Problem details: All lines from the one with "# sample body: [(489, 71)]" to the end of the listing below are to be transcribed exactly; both end lines are included, and no other lines are.

Given data: Begin

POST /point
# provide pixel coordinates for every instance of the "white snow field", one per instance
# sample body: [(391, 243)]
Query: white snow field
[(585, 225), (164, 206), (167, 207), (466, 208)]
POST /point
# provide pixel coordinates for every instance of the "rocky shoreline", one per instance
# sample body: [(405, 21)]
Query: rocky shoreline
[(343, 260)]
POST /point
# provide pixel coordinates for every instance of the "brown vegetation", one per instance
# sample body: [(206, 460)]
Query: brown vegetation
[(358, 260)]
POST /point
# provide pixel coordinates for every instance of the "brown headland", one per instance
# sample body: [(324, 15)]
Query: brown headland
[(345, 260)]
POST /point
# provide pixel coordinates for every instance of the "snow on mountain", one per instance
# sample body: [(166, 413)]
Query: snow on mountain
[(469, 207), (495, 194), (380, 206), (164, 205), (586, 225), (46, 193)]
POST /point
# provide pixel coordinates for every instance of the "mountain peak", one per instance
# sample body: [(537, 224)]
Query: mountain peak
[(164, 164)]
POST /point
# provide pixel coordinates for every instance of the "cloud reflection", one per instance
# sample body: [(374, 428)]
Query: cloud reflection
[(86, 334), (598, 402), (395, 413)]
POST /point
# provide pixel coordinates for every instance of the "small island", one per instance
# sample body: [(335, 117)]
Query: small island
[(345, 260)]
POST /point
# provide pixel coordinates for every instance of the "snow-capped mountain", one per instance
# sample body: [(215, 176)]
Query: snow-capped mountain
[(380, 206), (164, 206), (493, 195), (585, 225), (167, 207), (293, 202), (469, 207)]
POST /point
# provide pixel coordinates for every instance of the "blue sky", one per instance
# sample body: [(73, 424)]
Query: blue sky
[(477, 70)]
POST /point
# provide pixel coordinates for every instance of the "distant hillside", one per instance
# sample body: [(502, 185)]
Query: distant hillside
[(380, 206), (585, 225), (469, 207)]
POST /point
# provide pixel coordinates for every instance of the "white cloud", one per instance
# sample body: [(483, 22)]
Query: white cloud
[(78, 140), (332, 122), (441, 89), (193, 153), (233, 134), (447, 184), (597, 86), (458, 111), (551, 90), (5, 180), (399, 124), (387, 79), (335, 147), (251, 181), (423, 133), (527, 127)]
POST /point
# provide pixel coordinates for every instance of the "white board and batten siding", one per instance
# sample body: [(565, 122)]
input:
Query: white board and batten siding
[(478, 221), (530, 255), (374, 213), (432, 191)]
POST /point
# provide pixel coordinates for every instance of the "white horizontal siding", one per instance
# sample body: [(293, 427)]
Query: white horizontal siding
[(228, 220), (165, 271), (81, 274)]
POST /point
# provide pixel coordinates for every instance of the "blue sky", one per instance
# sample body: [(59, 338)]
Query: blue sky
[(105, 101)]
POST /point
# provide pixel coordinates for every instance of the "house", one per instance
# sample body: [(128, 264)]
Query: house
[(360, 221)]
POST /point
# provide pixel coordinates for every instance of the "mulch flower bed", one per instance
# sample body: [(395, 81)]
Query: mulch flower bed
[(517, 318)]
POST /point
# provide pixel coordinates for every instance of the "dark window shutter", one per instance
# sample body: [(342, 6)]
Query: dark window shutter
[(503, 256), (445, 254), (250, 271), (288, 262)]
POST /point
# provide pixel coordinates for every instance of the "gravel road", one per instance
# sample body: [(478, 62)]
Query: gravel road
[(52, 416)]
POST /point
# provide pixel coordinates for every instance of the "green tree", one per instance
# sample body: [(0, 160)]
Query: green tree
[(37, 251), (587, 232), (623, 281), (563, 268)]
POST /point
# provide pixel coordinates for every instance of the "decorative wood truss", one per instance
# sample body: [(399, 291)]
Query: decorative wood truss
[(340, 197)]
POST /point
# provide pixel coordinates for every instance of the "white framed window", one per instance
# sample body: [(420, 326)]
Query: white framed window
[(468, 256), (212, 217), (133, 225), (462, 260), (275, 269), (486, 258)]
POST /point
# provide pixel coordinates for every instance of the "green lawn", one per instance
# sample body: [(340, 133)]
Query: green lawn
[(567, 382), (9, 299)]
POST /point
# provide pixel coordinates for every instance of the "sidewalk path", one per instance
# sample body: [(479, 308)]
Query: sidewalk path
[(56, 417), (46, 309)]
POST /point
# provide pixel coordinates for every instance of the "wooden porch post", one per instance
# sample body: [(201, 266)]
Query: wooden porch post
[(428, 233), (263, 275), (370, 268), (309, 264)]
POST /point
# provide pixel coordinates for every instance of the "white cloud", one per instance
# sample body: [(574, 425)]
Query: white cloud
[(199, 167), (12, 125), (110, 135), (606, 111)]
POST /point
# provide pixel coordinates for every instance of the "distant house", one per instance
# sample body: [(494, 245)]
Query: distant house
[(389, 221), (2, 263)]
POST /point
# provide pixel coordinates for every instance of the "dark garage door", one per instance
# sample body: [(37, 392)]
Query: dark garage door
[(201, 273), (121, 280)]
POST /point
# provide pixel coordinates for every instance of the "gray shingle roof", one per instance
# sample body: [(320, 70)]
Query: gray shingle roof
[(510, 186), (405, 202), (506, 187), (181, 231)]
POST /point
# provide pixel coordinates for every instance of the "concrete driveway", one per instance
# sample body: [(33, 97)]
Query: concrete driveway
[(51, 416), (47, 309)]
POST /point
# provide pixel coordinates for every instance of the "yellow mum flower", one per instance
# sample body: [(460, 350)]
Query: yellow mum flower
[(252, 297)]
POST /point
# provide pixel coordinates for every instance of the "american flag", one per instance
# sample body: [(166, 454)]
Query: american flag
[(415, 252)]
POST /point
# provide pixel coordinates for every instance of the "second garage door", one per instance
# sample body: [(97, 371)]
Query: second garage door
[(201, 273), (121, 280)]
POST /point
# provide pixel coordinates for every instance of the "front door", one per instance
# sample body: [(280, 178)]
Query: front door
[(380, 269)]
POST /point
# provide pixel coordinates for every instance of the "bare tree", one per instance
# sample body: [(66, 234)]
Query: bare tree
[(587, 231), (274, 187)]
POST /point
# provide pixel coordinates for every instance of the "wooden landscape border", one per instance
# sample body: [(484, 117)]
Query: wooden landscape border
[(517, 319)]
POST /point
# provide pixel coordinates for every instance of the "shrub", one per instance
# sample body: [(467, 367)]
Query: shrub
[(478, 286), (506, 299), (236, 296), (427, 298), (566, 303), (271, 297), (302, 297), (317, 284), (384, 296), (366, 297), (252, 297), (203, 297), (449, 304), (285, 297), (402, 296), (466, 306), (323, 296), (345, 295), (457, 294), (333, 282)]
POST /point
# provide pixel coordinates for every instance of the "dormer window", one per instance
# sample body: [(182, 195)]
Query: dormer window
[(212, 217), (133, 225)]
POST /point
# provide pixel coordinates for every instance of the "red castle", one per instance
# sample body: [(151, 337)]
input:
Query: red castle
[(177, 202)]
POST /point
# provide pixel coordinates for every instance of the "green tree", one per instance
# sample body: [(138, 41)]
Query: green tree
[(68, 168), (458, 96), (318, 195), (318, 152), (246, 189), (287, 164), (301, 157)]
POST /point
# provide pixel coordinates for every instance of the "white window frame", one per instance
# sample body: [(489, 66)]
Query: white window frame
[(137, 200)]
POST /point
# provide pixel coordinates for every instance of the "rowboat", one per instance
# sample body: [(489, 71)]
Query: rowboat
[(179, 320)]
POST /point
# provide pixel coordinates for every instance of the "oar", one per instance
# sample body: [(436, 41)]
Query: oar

Given data: End

Exercise result:
# sample body: [(489, 71)]
Query: rowboat
[(179, 320)]
POST /point
# provide pixel coordinates for every instance of the "oar", one per instance
# sample body: [(436, 41)]
Query: oar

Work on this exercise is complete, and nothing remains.